• [Problem details] With the images removed, repeat the data below exactly.

• [Segmentation data]
--*--

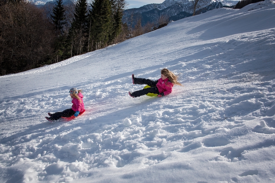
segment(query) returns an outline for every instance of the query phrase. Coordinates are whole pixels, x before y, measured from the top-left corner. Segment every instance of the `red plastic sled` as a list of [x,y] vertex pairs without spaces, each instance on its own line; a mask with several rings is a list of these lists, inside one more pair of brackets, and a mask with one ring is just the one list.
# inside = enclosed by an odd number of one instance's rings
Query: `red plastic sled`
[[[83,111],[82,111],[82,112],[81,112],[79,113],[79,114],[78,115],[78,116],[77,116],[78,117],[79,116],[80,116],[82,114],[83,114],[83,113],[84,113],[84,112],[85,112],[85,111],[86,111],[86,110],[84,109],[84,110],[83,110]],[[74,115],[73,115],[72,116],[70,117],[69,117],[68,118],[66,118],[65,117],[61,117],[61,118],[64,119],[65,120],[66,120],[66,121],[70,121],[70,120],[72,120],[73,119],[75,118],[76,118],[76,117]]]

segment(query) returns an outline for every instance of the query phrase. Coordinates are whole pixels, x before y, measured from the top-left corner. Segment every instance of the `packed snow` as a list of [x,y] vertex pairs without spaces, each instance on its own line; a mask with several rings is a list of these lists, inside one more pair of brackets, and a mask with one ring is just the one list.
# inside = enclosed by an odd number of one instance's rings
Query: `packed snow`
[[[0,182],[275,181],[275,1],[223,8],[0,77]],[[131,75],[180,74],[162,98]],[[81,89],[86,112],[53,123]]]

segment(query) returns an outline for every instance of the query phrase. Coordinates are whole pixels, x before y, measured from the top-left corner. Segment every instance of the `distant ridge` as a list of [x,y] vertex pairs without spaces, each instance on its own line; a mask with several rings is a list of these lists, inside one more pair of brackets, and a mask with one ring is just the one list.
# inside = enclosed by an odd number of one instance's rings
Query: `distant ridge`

--*--

• [Answer in full]
segment(query) returns an outline for every instance of the query phrase. Coordinates are whole pixels, x before y, measured from the top-left corner. Segment every instance of the `red plastic sled` as a list of [x,y] vertex pairs without spaces, each instance on its own line; a mask with several rings is a list of these lists, inside one more pair of brackets, and a mask with one ring is just the one list.
# inside = enclosed by an odd number of one instance's rings
Query: `red plastic sled`
[[[83,111],[82,111],[82,112],[81,112],[79,113],[79,114],[78,115],[78,116],[77,116],[78,117],[79,116],[80,116],[82,114],[83,114],[83,113],[84,113],[84,112],[85,112],[85,111],[86,111],[86,110],[84,109],[84,110],[83,110]],[[74,115],[73,115],[72,116],[70,117],[69,117],[68,118],[66,118],[65,117],[61,117],[61,118],[64,119],[65,120],[66,120],[66,121],[70,121],[70,120],[72,120],[73,119],[75,118],[76,118],[76,117]]]

segment(query) returns an outline for every instance of the query phrase. Coordinates are whole pixels, x before y, measured from the top-left corner. Segment every instance of the `packed snow` as a list of [x,y] vertex pairs without spaces, each instance on its own line; a mask with several rings is a list of these lists, inside one more pair of brackets, and a mask with one ring is just the one list.
# inside = enclosed by an odd number of one instance's rings
Query: `packed snow`
[[[0,182],[275,181],[275,1],[223,8],[0,77]],[[131,75],[180,74],[162,98]],[[81,89],[86,112],[53,123]]]

segment(query) returns an outline for every instance of the query phrase. Coordinates are whole pixels, x before y, measured from the top-left corner. Segment every instance of the `distant ridge` as a list of [x,y] vertex pairs without spaces, each instance on its own line; a mask with several rings is a list of these lists, inside one more pair of brackets, and a mask with one ring is just the one list.
# inside = enclosed by an odd number of one instance's rings
Query: `distant ridge`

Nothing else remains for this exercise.